• _Work instructions_
Please rewrite the material below as a Markdown table with the columns Row and Line. Cover only the part that opens with its first line and closes with the line containing "1208,663 -> 1246,723", both included, and skip any blank lines.

• _Supplied data_

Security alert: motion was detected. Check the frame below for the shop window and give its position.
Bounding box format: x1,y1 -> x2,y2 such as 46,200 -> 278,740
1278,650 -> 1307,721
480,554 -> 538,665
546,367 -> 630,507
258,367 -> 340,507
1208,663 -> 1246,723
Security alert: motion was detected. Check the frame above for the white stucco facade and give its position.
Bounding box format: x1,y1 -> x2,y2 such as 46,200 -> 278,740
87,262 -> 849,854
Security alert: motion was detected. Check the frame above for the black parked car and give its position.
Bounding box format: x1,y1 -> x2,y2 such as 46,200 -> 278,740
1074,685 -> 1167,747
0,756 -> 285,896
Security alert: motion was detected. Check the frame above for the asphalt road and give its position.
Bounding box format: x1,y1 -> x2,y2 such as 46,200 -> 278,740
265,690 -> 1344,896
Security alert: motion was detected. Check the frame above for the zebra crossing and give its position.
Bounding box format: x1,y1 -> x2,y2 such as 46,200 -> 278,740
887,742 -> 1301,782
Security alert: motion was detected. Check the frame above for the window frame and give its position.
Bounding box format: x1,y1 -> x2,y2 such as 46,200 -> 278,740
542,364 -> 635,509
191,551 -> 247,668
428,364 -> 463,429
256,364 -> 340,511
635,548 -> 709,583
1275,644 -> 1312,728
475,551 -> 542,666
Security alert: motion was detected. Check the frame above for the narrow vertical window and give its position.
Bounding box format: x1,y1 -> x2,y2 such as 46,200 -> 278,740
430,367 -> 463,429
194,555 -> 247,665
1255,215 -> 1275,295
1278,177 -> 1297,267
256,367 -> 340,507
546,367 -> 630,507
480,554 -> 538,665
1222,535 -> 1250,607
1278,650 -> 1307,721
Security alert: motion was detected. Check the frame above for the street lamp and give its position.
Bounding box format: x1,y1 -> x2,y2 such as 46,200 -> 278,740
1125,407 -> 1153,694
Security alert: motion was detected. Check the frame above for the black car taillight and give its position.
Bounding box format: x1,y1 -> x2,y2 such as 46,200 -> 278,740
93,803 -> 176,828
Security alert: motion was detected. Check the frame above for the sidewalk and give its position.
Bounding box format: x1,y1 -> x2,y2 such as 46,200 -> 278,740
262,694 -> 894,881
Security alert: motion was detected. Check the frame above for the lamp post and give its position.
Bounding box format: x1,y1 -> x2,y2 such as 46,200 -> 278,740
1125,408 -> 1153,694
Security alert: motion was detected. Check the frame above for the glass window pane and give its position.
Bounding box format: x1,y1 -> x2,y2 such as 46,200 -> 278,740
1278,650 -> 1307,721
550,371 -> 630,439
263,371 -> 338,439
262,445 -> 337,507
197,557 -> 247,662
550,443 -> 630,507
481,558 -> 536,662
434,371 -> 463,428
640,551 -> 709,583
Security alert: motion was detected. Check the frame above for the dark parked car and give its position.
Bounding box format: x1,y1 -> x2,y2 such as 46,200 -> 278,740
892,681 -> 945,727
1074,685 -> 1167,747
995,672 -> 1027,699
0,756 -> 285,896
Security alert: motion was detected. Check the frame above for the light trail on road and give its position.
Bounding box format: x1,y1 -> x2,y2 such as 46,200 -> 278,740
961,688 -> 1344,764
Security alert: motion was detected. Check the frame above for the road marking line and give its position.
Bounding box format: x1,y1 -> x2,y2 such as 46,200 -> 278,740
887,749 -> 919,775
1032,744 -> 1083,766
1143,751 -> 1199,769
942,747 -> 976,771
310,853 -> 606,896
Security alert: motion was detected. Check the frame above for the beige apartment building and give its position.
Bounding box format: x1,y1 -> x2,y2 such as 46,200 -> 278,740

• _Response_
| Row | Line |
|---|---|
| 1 | Security alert: motion was detected. Check the frame below for the shop window and give its position. |
| 2 | Bounding box format: x1,y1 -> x2,y2 such as 46,200 -> 278,740 |
| 3 | 1278,650 -> 1307,721 |
| 4 | 480,554 -> 538,665 |
| 5 | 546,367 -> 630,507 |
| 6 | 258,367 -> 340,507 |
| 7 | 1208,663 -> 1246,723 |